[Dataset records]:
--- START ---

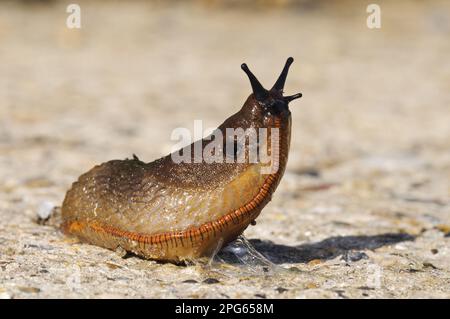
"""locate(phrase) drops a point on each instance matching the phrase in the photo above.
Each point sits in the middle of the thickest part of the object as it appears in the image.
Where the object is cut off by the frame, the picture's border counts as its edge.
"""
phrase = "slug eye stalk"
(261, 94)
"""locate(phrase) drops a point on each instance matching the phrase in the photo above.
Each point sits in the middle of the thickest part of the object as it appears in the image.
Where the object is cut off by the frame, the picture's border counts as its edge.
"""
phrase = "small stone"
(352, 256)
(281, 290)
(5, 295)
(210, 281)
(429, 265)
(29, 289)
(44, 211)
(315, 262)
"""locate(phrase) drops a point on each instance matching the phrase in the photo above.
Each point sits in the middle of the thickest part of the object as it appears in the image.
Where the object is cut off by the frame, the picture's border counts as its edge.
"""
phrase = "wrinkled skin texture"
(168, 211)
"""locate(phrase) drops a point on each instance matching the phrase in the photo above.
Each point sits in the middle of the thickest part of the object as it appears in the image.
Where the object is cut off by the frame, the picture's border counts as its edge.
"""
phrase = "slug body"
(180, 211)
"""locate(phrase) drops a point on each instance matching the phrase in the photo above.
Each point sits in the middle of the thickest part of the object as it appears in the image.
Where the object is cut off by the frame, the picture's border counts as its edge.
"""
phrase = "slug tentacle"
(279, 84)
(173, 211)
(259, 91)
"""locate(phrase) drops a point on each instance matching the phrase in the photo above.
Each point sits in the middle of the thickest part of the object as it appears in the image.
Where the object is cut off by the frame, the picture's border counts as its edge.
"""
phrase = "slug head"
(268, 103)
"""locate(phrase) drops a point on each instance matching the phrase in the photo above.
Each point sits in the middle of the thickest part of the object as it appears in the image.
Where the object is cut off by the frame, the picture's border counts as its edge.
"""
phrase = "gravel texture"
(363, 210)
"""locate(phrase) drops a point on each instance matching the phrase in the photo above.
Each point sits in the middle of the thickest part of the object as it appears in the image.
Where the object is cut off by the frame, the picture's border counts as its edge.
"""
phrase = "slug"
(175, 212)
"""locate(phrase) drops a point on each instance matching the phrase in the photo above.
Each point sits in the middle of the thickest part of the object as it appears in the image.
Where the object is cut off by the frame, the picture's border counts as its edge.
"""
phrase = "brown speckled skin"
(174, 212)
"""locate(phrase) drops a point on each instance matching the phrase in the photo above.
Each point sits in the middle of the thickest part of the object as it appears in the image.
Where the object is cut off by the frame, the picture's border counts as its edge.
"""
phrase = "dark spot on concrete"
(210, 281)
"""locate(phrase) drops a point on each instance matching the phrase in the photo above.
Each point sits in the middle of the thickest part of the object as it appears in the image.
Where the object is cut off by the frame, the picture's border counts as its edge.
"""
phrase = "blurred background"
(371, 135)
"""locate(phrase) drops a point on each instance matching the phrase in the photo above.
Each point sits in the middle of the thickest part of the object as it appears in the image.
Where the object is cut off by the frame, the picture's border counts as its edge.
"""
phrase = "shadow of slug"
(326, 249)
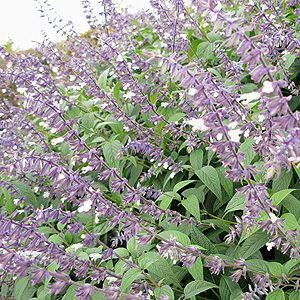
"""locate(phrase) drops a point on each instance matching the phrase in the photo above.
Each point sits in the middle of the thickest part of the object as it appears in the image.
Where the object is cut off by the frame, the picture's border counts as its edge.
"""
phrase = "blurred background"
(22, 25)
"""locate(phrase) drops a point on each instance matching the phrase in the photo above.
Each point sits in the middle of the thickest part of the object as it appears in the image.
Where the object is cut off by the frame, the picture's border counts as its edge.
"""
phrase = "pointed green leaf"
(154, 263)
(182, 184)
(197, 287)
(210, 178)
(191, 204)
(228, 288)
(158, 292)
(110, 150)
(199, 238)
(181, 237)
(237, 202)
(128, 278)
(88, 120)
(279, 196)
(253, 244)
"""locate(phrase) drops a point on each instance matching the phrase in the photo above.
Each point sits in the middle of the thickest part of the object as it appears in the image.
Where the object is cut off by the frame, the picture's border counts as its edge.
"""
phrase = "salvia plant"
(156, 156)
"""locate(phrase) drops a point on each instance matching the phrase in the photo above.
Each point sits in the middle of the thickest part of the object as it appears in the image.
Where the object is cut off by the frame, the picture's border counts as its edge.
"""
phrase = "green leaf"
(228, 288)
(199, 238)
(128, 278)
(279, 196)
(197, 269)
(210, 178)
(176, 117)
(226, 183)
(98, 296)
(182, 184)
(197, 287)
(295, 295)
(237, 202)
(276, 295)
(194, 191)
(253, 244)
(181, 237)
(258, 265)
(191, 204)
(158, 292)
(102, 80)
(196, 159)
(154, 263)
(276, 268)
(88, 120)
(110, 150)
(27, 192)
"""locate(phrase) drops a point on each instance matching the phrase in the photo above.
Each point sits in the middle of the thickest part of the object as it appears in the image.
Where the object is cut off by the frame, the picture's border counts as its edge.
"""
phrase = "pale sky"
(20, 20)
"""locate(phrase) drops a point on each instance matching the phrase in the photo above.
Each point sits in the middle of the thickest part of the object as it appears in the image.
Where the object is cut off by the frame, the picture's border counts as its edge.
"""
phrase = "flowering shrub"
(156, 157)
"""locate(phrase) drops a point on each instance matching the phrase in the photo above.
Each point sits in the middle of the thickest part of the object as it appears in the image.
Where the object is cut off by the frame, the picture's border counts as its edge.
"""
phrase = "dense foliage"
(155, 157)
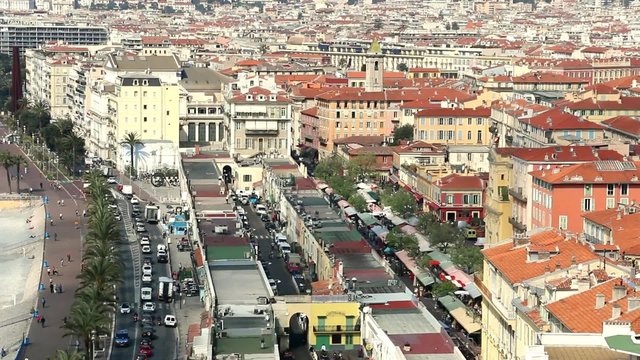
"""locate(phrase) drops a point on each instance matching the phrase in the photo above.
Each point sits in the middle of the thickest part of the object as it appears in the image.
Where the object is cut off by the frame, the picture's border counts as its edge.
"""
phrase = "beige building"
(47, 75)
(202, 108)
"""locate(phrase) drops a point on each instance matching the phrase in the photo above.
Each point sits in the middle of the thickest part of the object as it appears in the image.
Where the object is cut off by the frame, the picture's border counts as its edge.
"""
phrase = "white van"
(285, 248)
(145, 294)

--- END ---

[Short task]:
Go through the entries above and output them exactly, without pictures.

[Exercise result]:
"""locate(phrase) drops a point on each instance matching the phrase in the photo above.
Each point sits in the middle of the thickest part of the object as it appears in the image.
Where the object is cut off by the frame, the picture's border counts as its edge.
"""
phrase = "slug eye stalk"
(261, 94)
"""locate(phrase) drops a point on each instance matching the phrase in the photo above.
Each point sits in the middle of the thickest part of the object as it appears in the image.
Where the object is cut off by the frame, the picture's border counts as its edge.
"""
phrase = "small stone"
(352, 256)
(281, 290)
(5, 295)
(210, 281)
(429, 265)
(29, 289)
(44, 211)
(315, 262)
"""locate(phrase) drops a point on each instance matching the phrase in the photo above.
Each point sits in the middle of the thickest part of the object as it appears in the image.
Where the object is cut off by the frame, the picture's border counts as its edge.
"""
phrase = "wrinkled skin texture"
(168, 211)
"""locate(phrase) drops a point on each instance matching the phrase in the photo above.
Each point sits in the middle of the thickest part of the object as it appears in the image.
Where the object is cut off by the frame, the picture's border counts as its edge.
"""
phrase = "slug body"
(180, 211)
"""locate(phrase) drops a point on each instance matching the phrase in the photo above.
Each point sits in the middle of the thickest part of the object as it appears in the image.
Where the object is cut off by the frame, the picture's border counts as its edge.
"""
phrase = "slug tentacle"
(279, 84)
(173, 211)
(259, 91)
"""locate(phrase) drops a point on each instance matching the phrase in the photo above.
Each point sits in the middle of the thickest part of the object as it appears in the image.
Where the object is cut off by the frame, the picture's border counts as its edge.
"""
phrase = "slug head"
(268, 103)
"""locate(phrase) drops a point on each instance matching the phrase in the photo above.
Each point sits in the middle of the thickest part of the object as it appears in the image.
Where the object is cut off by the frame, the picture's border counts as its edge.
"""
phrase = "gravel texture"
(363, 210)
"""locate(phrase) drops a point on each instance matching the phrase in the photo above.
Each point sits in the middle of the thickest part of the object as it appears in the image.
Where the object is cut off by the frame, the picture's border counts as its edge.
"""
phrase = "slug"
(175, 212)
"""locate(phrase) drops a point on each instance matching the phrase in the photo above.
Each point sits in the middle of the thickest part of the object as it appears in the image.
Where the object is cut off by the frame, the picture's border counts as its edge.
"""
phrase = "brown speckled skin"
(174, 212)
"""locate(phrase) drops a point on each instance matching the phrase in the photo above.
Each point sits in the middle of the thickest part of the object as it appears in the image.
Where the object is cut off by the frame, the picture's border counts as its edge.
"""
phrase = "dark spot on concrete"
(210, 281)
"""locate(phrase) drops a point on each instance matching the phrase in the photo above.
Each point sits in the middle of the thickest part of the object as it appears in the image.
Where the object is cut off by the frame, the picture's border counts as its edge.
"""
phrase = "blurred background"
(371, 135)
"""locate(phrase) drops a point on each instance matching the phrase in the photo above.
Each point sits in the middle of the thickest part of the object as it appears in the image.
Where the object is cut off by the frame, the picture's border counts as its edge.
"""
phrase = "shadow of slug"
(326, 249)
"""locate(phrase) drops a point on each instance matching the phrase in the photo above.
Each point sits in the middle of the thickest part of the object as it appears in the image.
Where the object is cut off by the frame, the picture's border counts as its edge.
"""
phrase = "blurred background"
(22, 25)
"""locate(phrase) drops a point on each instance matching the phrase in the photo above.
Each point sits in the middle of the thickest part of the object as it appears in the image.
Where the object is cut off by the frame, the picture's border counts as its edge.
"""
phrase = "pointed green leaf"
(154, 263)
(182, 184)
(197, 287)
(210, 178)
(191, 204)
(228, 288)
(158, 292)
(110, 150)
(199, 238)
(181, 237)
(237, 202)
(128, 278)
(88, 120)
(279, 196)
(253, 244)
"""locate(phrase) drops a point on each instance matching the phrase in the photo above.
Each point sits in the middle of the thickest part of the object as it appears in the image.
Where the object is cut off by the frame, the picture's border counts as its edge.
"""
phrase = "salvia plant"
(156, 156)
"""locate(phrase) drops a point on each instance matching the phrase in the photo above.
Each point sits in the middle of the thickest part of the object as it appears in the image.
Where the object is cut off by the frame, the picture's border counts as its edge.
"""
phrase = "green leaf"
(228, 288)
(199, 238)
(128, 278)
(279, 196)
(197, 269)
(210, 178)
(176, 117)
(226, 183)
(98, 296)
(182, 184)
(197, 287)
(295, 295)
(237, 202)
(276, 295)
(194, 191)
(253, 244)
(181, 237)
(258, 265)
(191, 204)
(158, 292)
(102, 80)
(196, 159)
(154, 263)
(276, 268)
(88, 120)
(110, 150)
(27, 192)
"""locate(phrase) drops a point on each instance matching the phrase in the photo above.
Each point sits in the middle of the thickest part of the object as it appears in the image.
Where the object is cut off by the frame, the picture's border counts as its edge.
"""
phrase = "pale sky"
(20, 20)
"""locate(phrase) drops a point on each instance matching the phrase in the photo above.
Each point sits in the middle of the thickest part of the object as it appears in the image.
Where the object is cut off by the frame, the picture's border counts as its edge.
"""
phrase = "flowering shrub"
(156, 157)
"""locate(phrase) drops a point on each instance matching the phrase in the photo above.
Each point sits in the middle of the thickest part of the object as it appears in the image.
Where the object is cut off by the frame, the picture's border counts as its edge.
"""
phrase = "dense foliage"
(155, 157)
"""locate(phrase) drops a point on each instance matching the phrase in the photo above.
Each point sits in the middle of the thickest part of the object as it appears in the image.
Where the object is cut off by the frame, the picture's border counts as its edge.
"""
phrase = "beige building"
(47, 75)
(202, 108)
"""locate(phrase) drops a point on each instance matching the phrase in the photo above.
Each point sits in the middle of the thickest part of the object as it appears in the image.
Where the object is cut off by the frame, the picture's border counts as its edge.
"""
phrase = "white van"
(285, 248)
(145, 294)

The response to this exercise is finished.